◆ Exercise instructions
Reproduce the material verbatim, starting at the line containing "outline person holding blue umbrella" and ending at the line containing "[[[41,41],[38,267],[426,265],[426,50]]]", with both of those lines included. Leave the pictures out of your copy.
*** Input material ***
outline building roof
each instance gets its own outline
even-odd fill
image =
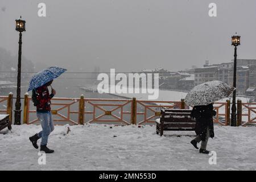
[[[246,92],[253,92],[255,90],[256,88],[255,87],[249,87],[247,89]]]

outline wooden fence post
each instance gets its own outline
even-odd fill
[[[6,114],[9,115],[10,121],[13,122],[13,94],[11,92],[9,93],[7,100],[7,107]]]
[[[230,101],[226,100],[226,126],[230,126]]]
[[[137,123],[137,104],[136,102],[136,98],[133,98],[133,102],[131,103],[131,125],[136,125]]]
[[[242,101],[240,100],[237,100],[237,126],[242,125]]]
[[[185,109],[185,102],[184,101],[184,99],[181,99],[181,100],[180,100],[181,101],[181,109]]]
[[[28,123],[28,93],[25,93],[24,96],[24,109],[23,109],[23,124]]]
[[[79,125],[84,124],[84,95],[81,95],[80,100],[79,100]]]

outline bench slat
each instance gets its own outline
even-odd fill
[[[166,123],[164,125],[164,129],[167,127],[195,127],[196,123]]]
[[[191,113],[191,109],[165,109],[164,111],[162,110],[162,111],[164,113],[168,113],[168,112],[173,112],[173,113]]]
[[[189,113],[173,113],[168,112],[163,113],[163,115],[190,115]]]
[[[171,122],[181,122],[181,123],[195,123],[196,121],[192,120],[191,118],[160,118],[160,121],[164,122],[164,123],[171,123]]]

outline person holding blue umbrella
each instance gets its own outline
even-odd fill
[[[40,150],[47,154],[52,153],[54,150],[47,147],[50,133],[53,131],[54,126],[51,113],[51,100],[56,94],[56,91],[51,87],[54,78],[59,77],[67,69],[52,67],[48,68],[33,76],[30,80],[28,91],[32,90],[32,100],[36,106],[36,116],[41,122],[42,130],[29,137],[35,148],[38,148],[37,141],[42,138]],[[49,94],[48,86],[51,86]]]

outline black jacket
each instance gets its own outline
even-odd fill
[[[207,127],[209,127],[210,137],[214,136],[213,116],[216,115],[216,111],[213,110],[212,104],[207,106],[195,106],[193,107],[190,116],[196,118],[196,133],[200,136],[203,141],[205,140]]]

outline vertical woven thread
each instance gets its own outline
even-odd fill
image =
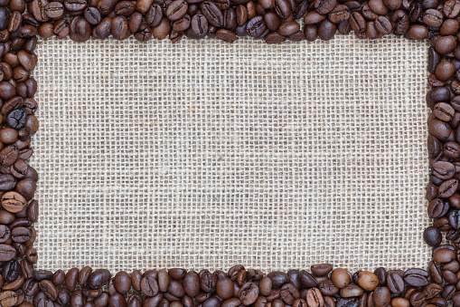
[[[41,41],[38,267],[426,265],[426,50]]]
***
*** Input material ***
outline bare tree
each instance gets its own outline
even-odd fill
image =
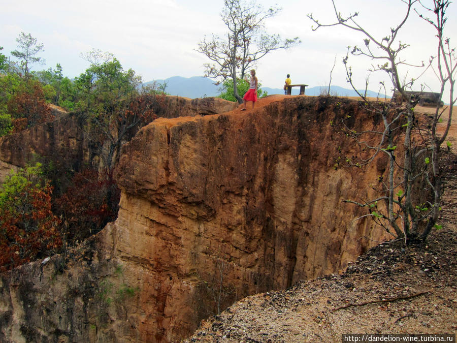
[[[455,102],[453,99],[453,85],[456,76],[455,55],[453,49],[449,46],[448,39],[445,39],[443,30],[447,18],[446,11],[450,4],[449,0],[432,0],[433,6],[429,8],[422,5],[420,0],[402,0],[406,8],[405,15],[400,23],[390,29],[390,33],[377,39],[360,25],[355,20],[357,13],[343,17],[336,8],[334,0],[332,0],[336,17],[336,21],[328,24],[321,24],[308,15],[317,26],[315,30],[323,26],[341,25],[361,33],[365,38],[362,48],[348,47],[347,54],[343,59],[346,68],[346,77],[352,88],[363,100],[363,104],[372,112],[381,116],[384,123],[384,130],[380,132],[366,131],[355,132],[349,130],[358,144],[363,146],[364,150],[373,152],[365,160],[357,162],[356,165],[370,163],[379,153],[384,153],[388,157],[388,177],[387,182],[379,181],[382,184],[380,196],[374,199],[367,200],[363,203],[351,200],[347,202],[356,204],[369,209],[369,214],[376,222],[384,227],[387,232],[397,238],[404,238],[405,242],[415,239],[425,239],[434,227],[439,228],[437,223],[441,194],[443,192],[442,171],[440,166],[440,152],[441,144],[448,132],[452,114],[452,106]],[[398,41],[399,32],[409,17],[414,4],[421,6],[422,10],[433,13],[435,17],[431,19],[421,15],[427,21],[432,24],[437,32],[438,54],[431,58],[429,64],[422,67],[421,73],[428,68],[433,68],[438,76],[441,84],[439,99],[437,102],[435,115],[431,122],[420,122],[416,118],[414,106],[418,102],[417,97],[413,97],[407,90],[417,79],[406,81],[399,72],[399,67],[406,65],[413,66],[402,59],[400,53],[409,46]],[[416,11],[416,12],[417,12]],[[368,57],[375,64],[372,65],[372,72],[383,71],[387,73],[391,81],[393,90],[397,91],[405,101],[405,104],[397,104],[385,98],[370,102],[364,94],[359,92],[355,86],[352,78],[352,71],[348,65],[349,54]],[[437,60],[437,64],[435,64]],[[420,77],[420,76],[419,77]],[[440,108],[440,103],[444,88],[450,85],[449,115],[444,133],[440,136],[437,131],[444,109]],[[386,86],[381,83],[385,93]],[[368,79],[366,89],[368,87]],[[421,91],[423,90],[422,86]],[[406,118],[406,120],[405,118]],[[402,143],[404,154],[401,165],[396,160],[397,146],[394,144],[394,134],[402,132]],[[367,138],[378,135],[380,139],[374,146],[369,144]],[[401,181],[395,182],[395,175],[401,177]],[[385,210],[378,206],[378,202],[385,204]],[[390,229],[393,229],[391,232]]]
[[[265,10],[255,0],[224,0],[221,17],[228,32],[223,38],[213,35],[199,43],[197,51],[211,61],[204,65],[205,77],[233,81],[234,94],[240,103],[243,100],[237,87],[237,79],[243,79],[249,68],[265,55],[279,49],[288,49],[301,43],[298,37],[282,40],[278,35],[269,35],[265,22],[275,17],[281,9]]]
***
◆ Correct answer
outline person holding blue umbrella
each instance gets its own outline
even-odd fill
[[[40,150],[47,154],[52,153],[54,150],[47,147],[50,133],[53,131],[54,126],[51,113],[51,100],[56,94],[56,91],[51,87],[54,78],[59,77],[67,69],[52,67],[48,68],[33,76],[30,80],[28,91],[32,90],[32,100],[36,106],[36,116],[41,122],[42,130],[29,137],[35,148],[38,148],[37,141],[42,138]],[[49,94],[48,86],[51,86]]]

outline black jacket
each instance gets its own outline
even-odd fill
[[[207,127],[209,127],[210,137],[214,136],[213,116],[216,115],[216,111],[213,110],[212,104],[207,106],[195,106],[193,107],[190,116],[196,118],[196,133],[200,136],[203,141],[205,140]]]

outline vertical woven thread
each instance gets its own outline
even-odd fill
image =
[[[41,41],[38,267],[426,265],[426,50]]]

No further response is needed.